(Saved data entries)
------------------------

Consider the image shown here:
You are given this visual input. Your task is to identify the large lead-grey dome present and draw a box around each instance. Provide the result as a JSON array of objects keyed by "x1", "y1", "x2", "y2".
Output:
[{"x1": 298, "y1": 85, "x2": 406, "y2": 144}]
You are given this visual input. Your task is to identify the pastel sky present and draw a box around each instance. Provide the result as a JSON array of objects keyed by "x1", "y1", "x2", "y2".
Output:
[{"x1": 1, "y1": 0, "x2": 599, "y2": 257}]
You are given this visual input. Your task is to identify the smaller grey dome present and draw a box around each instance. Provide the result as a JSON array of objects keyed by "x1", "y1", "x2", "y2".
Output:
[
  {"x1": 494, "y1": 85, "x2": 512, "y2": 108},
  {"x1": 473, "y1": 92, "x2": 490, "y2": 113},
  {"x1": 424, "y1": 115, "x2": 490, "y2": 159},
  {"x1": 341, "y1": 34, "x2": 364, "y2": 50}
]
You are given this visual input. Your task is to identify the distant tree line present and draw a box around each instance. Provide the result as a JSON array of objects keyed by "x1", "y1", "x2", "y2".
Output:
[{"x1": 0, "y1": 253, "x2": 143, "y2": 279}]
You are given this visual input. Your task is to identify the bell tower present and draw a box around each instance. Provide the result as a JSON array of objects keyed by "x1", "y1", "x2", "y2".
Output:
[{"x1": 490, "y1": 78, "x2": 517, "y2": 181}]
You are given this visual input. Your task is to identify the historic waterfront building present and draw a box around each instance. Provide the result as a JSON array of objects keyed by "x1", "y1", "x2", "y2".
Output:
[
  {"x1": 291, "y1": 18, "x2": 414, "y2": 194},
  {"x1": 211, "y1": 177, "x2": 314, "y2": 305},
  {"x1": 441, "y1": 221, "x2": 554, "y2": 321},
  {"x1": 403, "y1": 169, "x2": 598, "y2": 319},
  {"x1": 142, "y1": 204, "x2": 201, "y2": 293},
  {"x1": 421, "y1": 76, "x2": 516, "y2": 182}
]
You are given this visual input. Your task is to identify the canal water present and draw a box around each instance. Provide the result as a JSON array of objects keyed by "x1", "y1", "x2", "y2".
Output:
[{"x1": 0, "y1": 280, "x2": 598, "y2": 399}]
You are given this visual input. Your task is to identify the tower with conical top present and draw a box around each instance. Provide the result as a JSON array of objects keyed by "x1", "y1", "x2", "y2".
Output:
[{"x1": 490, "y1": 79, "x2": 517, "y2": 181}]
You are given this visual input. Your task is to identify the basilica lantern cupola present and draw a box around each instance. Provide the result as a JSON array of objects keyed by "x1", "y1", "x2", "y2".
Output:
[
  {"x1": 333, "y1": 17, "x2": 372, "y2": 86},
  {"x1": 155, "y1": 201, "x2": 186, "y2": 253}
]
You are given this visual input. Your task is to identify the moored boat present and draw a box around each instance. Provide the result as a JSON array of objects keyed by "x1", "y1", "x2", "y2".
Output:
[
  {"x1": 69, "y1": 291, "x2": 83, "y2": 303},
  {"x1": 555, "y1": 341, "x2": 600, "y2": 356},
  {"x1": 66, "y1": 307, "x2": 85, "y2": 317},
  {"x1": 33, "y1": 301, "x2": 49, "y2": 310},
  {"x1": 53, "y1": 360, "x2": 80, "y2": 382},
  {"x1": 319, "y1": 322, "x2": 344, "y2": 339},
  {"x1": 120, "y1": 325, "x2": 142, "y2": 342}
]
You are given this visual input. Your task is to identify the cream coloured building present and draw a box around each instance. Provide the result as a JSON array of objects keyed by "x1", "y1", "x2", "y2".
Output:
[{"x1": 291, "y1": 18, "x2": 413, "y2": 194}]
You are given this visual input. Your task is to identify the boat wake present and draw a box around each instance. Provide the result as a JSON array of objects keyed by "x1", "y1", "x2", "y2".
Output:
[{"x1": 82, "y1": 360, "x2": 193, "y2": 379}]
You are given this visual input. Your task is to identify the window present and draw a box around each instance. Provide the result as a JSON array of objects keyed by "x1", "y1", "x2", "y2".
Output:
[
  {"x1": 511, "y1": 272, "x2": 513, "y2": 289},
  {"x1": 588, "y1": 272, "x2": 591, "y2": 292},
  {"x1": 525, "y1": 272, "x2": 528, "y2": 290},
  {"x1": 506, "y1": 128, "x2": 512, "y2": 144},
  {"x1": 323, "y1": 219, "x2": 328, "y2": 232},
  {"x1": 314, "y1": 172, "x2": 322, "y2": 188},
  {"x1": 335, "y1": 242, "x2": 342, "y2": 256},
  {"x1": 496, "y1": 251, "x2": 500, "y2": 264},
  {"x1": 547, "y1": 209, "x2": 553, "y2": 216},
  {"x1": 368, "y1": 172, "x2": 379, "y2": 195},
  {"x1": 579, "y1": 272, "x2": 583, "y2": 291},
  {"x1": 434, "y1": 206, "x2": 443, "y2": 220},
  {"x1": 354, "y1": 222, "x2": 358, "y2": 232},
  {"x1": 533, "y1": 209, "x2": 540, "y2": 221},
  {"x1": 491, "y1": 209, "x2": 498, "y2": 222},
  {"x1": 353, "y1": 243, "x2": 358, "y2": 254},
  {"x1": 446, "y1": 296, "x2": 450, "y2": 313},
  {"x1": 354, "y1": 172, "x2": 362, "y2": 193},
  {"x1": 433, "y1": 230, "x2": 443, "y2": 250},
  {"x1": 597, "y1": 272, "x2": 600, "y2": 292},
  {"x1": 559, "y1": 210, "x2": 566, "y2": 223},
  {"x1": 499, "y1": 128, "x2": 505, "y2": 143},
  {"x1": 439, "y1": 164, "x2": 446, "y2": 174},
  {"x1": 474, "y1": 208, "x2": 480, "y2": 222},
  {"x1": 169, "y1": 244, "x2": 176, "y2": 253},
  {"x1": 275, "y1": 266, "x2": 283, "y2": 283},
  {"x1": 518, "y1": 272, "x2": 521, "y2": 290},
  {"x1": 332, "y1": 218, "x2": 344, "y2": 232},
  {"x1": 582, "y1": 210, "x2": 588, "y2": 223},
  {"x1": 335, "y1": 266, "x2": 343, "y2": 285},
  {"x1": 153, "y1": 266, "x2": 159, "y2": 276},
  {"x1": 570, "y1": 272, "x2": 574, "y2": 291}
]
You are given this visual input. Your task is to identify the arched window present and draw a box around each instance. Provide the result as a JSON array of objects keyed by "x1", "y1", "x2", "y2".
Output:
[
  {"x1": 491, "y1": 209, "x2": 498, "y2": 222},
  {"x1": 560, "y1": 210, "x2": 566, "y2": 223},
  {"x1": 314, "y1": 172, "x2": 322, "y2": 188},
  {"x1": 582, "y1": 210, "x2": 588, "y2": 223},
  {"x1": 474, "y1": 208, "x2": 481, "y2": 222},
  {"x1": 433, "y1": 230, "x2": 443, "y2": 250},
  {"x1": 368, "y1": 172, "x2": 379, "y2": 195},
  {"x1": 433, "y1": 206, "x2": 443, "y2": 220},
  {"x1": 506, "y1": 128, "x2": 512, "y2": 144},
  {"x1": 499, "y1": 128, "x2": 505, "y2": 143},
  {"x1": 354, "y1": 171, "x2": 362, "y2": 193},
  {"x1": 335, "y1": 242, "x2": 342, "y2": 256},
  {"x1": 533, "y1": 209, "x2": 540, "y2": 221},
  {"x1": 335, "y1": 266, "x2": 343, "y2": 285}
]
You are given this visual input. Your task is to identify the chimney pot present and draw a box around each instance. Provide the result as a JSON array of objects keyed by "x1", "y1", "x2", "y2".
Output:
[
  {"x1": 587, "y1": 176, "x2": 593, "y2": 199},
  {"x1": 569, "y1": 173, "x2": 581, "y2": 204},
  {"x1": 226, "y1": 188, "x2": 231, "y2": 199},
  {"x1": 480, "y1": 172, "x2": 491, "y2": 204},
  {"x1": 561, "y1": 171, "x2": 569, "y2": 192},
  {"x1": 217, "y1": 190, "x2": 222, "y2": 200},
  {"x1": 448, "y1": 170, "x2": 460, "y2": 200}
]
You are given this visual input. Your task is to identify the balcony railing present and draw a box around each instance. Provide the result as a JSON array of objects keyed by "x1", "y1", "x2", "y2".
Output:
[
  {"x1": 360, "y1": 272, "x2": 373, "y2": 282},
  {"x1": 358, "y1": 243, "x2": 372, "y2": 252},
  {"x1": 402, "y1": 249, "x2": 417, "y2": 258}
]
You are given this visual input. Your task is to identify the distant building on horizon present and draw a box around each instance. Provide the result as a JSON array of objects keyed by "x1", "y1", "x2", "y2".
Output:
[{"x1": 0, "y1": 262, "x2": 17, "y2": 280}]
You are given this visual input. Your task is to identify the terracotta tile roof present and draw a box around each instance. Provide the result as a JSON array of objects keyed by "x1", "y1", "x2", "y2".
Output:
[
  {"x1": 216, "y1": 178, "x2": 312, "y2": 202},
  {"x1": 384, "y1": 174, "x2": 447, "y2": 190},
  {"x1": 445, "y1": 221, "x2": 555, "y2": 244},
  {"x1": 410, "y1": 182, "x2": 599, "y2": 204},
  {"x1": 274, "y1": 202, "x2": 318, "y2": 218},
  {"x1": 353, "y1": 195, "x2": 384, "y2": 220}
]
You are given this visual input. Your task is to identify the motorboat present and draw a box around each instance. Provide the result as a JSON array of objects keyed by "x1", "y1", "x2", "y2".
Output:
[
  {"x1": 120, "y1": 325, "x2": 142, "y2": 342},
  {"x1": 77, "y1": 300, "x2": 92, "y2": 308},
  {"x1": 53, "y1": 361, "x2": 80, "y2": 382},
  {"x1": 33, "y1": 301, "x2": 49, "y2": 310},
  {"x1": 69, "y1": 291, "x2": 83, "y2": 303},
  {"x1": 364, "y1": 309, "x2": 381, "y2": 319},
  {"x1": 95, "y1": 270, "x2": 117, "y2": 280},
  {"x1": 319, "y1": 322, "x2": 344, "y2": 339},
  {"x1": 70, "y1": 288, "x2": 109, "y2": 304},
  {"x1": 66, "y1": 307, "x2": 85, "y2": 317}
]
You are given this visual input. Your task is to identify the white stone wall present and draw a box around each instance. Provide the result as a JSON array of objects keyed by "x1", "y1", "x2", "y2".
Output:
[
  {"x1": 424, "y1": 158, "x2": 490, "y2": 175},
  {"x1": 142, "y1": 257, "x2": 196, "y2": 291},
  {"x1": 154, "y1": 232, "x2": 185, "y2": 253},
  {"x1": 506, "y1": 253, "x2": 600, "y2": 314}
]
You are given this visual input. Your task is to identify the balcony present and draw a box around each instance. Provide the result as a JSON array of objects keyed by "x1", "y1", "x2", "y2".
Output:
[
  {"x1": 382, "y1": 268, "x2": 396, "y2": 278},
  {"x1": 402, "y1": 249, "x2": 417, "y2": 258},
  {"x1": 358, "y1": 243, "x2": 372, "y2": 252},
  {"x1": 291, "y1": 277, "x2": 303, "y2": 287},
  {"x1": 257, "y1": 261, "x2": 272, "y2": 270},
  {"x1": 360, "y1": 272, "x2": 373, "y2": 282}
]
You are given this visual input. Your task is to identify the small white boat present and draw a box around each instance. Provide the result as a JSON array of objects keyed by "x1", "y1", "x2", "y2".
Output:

------------------------

TASK REQUIREMENTS: Your reply is to repeat, unchanged, the lines above running from the one with "identify the cream" up to and including the one with "identify the window".

RESPONSE BELOW:
You are given this visual input. Your task is to identify the cream coloured building present and draw a box around each instance. Provide the result as a JSON array of objects keyed by "x1", "y1", "x2", "y2".
Output:
[{"x1": 291, "y1": 18, "x2": 413, "y2": 194}]
You are given this visual input. Your task is to identify the boat wake present and draw a box around each instance. Provide the result as a JSON array of objects keyed by "x1", "y1", "x2", "y2".
Output:
[{"x1": 82, "y1": 360, "x2": 193, "y2": 379}]
You are given this visual input. Your task is to identify the window present and draw a box around each instance. Provide the result as a JSON array of objects keyed by "x1", "y1", "x2", "y2".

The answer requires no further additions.